[Items for region labeling]
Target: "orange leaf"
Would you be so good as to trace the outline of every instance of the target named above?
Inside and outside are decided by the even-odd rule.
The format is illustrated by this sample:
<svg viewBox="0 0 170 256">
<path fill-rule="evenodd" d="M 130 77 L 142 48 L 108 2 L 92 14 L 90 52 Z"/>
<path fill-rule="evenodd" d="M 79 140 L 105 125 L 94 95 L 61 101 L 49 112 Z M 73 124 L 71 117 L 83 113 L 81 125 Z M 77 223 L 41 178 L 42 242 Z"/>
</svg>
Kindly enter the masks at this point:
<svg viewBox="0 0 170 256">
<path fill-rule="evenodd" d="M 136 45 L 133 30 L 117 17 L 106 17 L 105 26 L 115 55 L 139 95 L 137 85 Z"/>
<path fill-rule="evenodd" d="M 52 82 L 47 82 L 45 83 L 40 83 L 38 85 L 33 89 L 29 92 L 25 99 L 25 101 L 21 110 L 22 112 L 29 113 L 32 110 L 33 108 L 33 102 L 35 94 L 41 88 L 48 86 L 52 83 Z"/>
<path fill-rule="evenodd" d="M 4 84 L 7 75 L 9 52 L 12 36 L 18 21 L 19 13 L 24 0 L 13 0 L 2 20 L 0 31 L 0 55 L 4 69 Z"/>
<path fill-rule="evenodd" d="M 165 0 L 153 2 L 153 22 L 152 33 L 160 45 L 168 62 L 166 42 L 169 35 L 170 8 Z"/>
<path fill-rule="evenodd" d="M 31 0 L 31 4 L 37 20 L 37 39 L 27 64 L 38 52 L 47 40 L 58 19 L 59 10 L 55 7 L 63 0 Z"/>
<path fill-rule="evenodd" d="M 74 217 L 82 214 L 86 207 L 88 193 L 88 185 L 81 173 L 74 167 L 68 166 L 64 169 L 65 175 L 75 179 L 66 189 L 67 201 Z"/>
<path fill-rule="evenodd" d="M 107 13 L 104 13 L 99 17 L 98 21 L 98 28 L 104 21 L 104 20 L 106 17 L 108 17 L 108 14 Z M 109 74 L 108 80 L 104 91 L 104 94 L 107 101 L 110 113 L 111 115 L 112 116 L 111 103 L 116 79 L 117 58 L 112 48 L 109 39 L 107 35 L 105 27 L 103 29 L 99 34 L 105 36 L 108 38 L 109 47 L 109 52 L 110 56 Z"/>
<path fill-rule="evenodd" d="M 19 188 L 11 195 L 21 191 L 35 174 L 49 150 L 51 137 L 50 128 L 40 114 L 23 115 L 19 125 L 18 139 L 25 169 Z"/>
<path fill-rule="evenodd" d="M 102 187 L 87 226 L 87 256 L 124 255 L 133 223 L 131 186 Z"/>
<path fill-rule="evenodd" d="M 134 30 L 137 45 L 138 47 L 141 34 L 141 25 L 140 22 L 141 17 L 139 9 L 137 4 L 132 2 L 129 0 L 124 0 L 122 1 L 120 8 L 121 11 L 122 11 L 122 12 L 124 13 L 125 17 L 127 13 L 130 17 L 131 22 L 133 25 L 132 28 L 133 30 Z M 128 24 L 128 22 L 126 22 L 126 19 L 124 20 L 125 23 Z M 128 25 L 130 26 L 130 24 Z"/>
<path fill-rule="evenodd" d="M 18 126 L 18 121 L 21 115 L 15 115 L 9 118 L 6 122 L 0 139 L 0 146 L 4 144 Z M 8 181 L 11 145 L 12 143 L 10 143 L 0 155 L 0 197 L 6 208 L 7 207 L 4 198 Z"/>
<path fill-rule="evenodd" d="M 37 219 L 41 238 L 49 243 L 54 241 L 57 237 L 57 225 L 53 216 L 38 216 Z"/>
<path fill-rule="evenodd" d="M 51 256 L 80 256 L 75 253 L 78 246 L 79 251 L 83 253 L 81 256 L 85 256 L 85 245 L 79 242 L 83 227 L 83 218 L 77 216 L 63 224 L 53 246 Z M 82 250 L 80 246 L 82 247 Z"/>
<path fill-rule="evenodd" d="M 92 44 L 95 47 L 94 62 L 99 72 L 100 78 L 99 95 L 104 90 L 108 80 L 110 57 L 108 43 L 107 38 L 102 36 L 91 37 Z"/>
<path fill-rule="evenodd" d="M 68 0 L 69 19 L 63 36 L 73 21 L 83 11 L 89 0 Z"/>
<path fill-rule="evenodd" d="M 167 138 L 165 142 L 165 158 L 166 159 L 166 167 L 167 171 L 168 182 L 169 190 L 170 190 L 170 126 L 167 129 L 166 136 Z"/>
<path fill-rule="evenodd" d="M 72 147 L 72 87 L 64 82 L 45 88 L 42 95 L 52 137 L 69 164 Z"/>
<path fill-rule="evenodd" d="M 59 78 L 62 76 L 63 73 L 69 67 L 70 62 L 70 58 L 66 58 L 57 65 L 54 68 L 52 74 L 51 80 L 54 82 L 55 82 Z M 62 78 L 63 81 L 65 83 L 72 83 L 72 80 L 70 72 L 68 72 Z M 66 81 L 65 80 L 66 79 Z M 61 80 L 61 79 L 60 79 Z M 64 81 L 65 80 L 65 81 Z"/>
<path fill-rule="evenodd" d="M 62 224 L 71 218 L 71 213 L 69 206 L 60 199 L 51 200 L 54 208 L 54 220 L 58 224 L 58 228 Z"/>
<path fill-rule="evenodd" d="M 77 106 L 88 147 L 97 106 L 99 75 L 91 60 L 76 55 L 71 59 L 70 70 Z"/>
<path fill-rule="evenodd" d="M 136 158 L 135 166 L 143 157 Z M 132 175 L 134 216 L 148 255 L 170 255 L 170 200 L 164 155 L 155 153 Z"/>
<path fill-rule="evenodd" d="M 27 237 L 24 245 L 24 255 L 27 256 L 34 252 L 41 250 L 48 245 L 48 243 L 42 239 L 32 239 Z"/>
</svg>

What is expected
Copy all of the data above verbatim, line for line.

Solution to the problem
Target: "orange leaf"
Would you be so good as to trace the outline of every instance of the target named above?
Inside and outside are decided by the even-odd rule.
The format is illustrated by this sample:
<svg viewBox="0 0 170 256">
<path fill-rule="evenodd" d="M 130 77 L 142 48 L 108 2 L 92 14 L 90 52 Z"/>
<path fill-rule="evenodd" d="M 79 140 L 105 125 L 94 95 L 61 101 L 49 112 Z M 73 124 L 71 117 L 83 113 L 81 125 Z M 77 223 L 41 178 L 42 242 Z"/>
</svg>
Kindly enter the masks at this point:
<svg viewBox="0 0 170 256">
<path fill-rule="evenodd" d="M 136 45 L 133 30 L 117 17 L 106 17 L 105 26 L 115 55 L 139 95 L 137 85 Z"/>
<path fill-rule="evenodd" d="M 52 82 L 47 82 L 45 83 L 40 83 L 38 85 L 33 89 L 29 92 L 25 99 L 25 101 L 21 110 L 22 112 L 29 113 L 32 110 L 33 108 L 33 102 L 35 94 L 41 88 L 48 86 L 52 83 Z"/>
<path fill-rule="evenodd" d="M 4 84 L 7 75 L 9 52 L 12 36 L 18 21 L 19 13 L 24 0 L 13 0 L 2 20 L 0 31 L 0 55 L 4 69 Z"/>
<path fill-rule="evenodd" d="M 165 0 L 153 2 L 153 22 L 152 33 L 160 45 L 168 62 L 166 42 L 169 35 L 170 8 Z"/>
<path fill-rule="evenodd" d="M 31 0 L 31 4 L 37 20 L 37 39 L 27 64 L 38 52 L 47 40 L 58 19 L 59 10 L 55 7 L 63 0 Z"/>
<path fill-rule="evenodd" d="M 74 217 L 82 214 L 86 207 L 88 193 L 88 185 L 81 173 L 74 167 L 68 166 L 64 169 L 65 175 L 75 179 L 66 189 L 67 201 Z"/>
<path fill-rule="evenodd" d="M 107 13 L 104 13 L 99 17 L 98 21 L 98 28 L 104 21 L 104 20 L 106 17 L 108 17 L 108 14 Z M 109 74 L 108 80 L 104 91 L 104 94 L 107 101 L 110 113 L 111 115 L 112 116 L 111 103 L 116 79 L 117 58 L 112 48 L 109 39 L 107 35 L 105 27 L 103 29 L 99 34 L 105 36 L 108 38 L 109 47 L 109 52 L 110 56 Z"/>
<path fill-rule="evenodd" d="M 19 188 L 11 195 L 21 191 L 35 174 L 49 150 L 51 137 L 50 128 L 40 114 L 23 115 L 19 125 L 18 139 L 25 169 Z"/>
<path fill-rule="evenodd" d="M 102 187 L 87 226 L 87 256 L 124 255 L 133 223 L 131 186 Z"/>
<path fill-rule="evenodd" d="M 134 30 L 137 45 L 138 47 L 141 34 L 141 25 L 140 22 L 141 17 L 139 9 L 137 4 L 132 2 L 129 0 L 124 0 L 122 1 L 120 8 L 121 11 L 122 11 L 122 12 L 124 13 L 125 17 L 127 13 L 130 17 L 131 22 L 133 25 L 132 28 L 133 30 Z M 128 24 L 128 22 L 126 22 L 126 19 L 124 20 L 125 23 Z M 128 25 L 130 26 L 130 24 Z"/>
<path fill-rule="evenodd" d="M 18 126 L 18 121 L 21 115 L 15 115 L 9 118 L 6 122 L 0 139 L 0 146 L 4 144 Z M 8 181 L 11 145 L 12 143 L 10 143 L 0 155 L 0 197 L 6 208 L 7 207 L 4 198 Z"/>
<path fill-rule="evenodd" d="M 37 219 L 41 238 L 49 243 L 54 241 L 57 237 L 57 225 L 53 216 L 38 216 Z"/>
<path fill-rule="evenodd" d="M 51 256 L 80 256 L 75 253 L 78 246 L 79 251 L 83 253 L 81 256 L 85 256 L 85 245 L 79 242 L 83 227 L 83 218 L 77 216 L 63 224 L 53 246 Z M 82 250 L 80 246 L 82 247 Z"/>
<path fill-rule="evenodd" d="M 92 44 L 95 47 L 94 62 L 99 72 L 100 78 L 99 95 L 104 90 L 108 80 L 110 57 L 108 43 L 107 38 L 102 36 L 91 37 Z"/>
<path fill-rule="evenodd" d="M 68 0 L 69 19 L 63 36 L 73 21 L 83 11 L 89 0 Z"/>
<path fill-rule="evenodd" d="M 167 138 L 165 142 L 165 158 L 166 159 L 166 167 L 167 171 L 168 182 L 169 190 L 170 190 L 170 126 L 167 129 L 166 136 Z"/>
<path fill-rule="evenodd" d="M 72 147 L 72 87 L 64 82 L 45 88 L 42 95 L 52 137 L 69 164 Z"/>
<path fill-rule="evenodd" d="M 59 78 L 62 76 L 63 73 L 69 67 L 70 62 L 70 58 L 66 58 L 57 65 L 54 68 L 52 74 L 51 80 L 54 82 L 55 82 Z M 62 78 L 63 81 L 65 83 L 72 83 L 72 80 L 70 72 L 68 72 Z M 66 81 L 65 80 L 66 79 Z M 61 80 L 61 79 L 60 79 Z M 64 81 L 65 80 L 65 81 Z"/>
<path fill-rule="evenodd" d="M 62 224 L 71 218 L 71 213 L 69 206 L 60 199 L 51 200 L 54 208 L 54 220 L 58 224 L 58 228 Z"/>
<path fill-rule="evenodd" d="M 77 106 L 88 147 L 97 106 L 99 75 L 91 60 L 76 55 L 71 59 L 70 70 Z"/>
<path fill-rule="evenodd" d="M 136 158 L 135 166 L 143 157 Z M 132 175 L 134 216 L 148 255 L 170 255 L 170 200 L 164 155 L 155 153 Z"/>
<path fill-rule="evenodd" d="M 27 237 L 24 245 L 24 255 L 27 256 L 34 252 L 41 250 L 48 245 L 48 243 L 42 239 L 32 239 Z"/>
</svg>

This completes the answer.